### 本文
+++++

私はFRAMEのPではないけれど、FRAMEに出逢えてよかったと、そう思う。
この時は歌詞を見ただけだったけど、異なる背景を持ち、種類は違えど人を助ける仕事に就いていた三人が歌ったものを聴くことで、より深く、人の心を救ってくれると感じた。

祝福して(ほら)応援(して)いる
もうすぐ追い風が吹く(未来)いいかい?

自信は地に堕ちた。でも、救われた。
だからもう一度、飛ばしたい。
そのための追い風が吹くよ。
ここまで悪いことが続いた。嫌なことが多すぎたから、
きっと、追い風が吹くよ。
このフレーズにも、ぶわっと泣いた。

久しぶりに大げさに、がっつり、SideMに人生を救われた。そう感じた。
四年前、私がSideMを始めた時にも人生を救われたと感じたが、四年経ってもう一度、感じることが出来た。
私にとってSideMは、単なるアイマスのブランドを、アイドルコンテンツを越えている。
大げさではなく、よくあるオタクの妄言や幻覚でも何でもない。
一人の人間として言う。
本当に本当に、救済、なのだ。

SideMの多くの楽曲やアイドル達の言葉、特に「救済」と呼ばれるものの多くは、今の傷を、今の自分をまず、癒して包み込んでくれる。肯定してくれる。

+++++

### 抽出データ
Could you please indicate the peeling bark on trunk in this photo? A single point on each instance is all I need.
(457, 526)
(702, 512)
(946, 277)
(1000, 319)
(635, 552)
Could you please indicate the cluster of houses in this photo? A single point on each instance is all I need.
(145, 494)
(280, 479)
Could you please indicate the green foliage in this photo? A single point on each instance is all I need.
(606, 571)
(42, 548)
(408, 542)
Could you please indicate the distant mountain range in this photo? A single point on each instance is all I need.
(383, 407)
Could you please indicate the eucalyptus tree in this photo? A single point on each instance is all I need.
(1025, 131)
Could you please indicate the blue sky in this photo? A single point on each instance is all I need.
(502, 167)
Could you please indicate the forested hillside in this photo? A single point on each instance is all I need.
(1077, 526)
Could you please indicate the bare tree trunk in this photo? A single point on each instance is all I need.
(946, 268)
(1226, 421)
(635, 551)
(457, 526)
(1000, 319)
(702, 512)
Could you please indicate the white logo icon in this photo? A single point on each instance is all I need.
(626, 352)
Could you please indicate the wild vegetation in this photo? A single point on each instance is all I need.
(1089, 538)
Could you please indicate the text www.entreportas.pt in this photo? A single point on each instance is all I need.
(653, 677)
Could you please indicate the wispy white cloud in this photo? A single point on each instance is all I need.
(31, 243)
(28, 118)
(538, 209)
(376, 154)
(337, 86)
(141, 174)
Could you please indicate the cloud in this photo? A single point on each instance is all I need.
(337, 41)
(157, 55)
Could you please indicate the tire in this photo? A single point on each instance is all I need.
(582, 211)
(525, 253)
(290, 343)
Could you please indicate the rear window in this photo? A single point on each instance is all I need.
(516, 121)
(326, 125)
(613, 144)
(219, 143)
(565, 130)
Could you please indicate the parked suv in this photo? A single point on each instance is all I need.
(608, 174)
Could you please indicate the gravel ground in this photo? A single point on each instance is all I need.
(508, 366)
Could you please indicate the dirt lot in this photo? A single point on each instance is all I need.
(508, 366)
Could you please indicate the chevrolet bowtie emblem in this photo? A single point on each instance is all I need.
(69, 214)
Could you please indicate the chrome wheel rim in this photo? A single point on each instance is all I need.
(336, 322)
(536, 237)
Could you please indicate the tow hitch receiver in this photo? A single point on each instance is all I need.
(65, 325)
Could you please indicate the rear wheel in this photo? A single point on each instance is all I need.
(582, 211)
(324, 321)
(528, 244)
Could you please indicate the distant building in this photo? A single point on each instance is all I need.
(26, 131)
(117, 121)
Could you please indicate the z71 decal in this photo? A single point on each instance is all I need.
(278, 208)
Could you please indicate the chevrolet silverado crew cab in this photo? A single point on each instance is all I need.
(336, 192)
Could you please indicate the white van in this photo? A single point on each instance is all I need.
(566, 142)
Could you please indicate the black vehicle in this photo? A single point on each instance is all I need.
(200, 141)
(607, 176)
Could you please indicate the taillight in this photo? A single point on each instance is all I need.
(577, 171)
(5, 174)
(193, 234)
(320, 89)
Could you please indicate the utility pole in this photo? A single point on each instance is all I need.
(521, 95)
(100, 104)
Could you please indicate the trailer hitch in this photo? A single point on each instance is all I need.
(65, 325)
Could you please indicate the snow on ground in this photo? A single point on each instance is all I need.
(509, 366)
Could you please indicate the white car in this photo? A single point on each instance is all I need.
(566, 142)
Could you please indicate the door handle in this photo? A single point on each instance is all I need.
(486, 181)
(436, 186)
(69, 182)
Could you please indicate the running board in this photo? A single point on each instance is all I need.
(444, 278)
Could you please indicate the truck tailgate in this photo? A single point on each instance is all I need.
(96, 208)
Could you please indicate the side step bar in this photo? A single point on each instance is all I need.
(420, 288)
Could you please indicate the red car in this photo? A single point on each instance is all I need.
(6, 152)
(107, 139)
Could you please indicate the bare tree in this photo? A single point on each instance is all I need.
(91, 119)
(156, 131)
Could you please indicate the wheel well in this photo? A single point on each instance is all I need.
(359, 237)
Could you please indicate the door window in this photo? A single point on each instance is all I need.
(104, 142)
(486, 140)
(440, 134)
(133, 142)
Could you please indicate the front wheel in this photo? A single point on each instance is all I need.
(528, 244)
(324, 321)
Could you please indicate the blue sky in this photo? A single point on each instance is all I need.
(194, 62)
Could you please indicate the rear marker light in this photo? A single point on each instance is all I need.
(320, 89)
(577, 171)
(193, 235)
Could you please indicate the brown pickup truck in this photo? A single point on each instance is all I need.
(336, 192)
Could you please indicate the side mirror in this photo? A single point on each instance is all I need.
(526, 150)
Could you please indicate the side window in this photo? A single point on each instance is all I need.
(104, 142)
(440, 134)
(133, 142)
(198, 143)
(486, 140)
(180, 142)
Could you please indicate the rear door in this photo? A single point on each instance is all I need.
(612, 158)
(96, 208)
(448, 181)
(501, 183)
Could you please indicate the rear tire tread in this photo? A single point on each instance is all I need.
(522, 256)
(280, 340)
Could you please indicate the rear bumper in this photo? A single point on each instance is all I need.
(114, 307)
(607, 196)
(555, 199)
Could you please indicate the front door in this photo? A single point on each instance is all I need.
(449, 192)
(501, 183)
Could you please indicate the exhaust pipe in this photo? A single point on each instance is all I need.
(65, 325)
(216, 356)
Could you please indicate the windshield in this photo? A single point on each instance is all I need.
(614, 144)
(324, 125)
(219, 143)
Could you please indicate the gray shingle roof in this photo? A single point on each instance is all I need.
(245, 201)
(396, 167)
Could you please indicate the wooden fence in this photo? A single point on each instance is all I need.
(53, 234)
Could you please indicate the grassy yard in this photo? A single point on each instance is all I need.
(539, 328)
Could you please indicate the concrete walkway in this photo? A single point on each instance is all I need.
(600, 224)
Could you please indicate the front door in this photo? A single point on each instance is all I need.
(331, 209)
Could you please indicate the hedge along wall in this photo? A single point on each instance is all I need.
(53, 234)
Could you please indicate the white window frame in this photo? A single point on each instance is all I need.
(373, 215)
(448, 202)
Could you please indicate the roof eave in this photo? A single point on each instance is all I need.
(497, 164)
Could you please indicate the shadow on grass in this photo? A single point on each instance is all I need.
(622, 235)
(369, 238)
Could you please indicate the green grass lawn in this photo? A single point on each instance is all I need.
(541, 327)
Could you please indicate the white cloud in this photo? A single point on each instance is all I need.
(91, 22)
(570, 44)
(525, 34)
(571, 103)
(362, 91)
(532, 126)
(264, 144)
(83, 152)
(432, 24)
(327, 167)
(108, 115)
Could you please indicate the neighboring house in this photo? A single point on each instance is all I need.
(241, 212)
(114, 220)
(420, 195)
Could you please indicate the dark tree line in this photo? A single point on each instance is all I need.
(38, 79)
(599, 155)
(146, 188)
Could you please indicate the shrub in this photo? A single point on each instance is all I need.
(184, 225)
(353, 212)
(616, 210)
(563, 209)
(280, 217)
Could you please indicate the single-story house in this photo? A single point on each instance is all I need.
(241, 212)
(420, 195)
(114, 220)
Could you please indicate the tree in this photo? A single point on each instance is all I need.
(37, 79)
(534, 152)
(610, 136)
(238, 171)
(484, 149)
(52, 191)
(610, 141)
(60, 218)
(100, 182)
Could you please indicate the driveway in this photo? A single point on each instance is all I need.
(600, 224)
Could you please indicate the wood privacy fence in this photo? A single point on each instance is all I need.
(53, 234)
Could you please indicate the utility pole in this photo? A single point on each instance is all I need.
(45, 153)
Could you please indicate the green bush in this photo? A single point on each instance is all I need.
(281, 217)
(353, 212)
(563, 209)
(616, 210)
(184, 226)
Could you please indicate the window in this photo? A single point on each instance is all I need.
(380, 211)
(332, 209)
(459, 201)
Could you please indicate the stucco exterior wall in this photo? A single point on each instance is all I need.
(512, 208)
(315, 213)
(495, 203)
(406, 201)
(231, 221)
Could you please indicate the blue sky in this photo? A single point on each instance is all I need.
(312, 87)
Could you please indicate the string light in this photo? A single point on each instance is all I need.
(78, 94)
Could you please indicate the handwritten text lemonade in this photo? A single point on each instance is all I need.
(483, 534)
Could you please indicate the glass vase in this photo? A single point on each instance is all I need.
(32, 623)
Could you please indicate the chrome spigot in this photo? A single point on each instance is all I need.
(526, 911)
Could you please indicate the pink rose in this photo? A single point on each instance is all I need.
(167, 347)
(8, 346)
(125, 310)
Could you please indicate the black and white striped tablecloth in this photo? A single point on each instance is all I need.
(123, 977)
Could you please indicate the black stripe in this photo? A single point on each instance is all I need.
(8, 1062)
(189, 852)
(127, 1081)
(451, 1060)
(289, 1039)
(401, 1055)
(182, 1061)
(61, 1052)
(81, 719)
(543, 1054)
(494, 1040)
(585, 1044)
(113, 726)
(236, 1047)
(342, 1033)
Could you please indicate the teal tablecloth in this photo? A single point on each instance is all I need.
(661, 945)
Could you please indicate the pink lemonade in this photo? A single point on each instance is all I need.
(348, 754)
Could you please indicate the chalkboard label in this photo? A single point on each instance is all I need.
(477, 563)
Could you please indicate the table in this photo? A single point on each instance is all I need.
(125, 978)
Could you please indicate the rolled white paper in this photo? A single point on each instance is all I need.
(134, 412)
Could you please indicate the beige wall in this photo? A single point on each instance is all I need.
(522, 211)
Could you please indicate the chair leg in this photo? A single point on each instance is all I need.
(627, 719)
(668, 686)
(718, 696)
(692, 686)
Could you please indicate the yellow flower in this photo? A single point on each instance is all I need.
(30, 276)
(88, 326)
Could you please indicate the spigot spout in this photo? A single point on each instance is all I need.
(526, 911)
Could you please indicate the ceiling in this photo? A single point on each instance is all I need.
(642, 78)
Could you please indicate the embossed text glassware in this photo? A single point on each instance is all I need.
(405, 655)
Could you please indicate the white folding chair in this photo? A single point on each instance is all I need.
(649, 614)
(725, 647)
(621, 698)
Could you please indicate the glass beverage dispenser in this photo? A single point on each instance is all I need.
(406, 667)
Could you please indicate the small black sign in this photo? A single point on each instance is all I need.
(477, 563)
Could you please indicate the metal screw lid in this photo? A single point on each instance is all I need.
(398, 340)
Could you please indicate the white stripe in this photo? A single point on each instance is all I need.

+++++

### 課題一覧
• A. 本文中の「祝福して(ほら)応援(して)いる」と「もうすぐ追い風が吹く(未来)いいかい?」の二行で、丸括弧に囲まれた語をすべて挙げよ。
• B. 本文によると、筆者がSideMを始めたのは何年前か。
解答には本文の記述のみを用いること。

### 解答結果
• A. ほら、して、未来

• B. 四年前。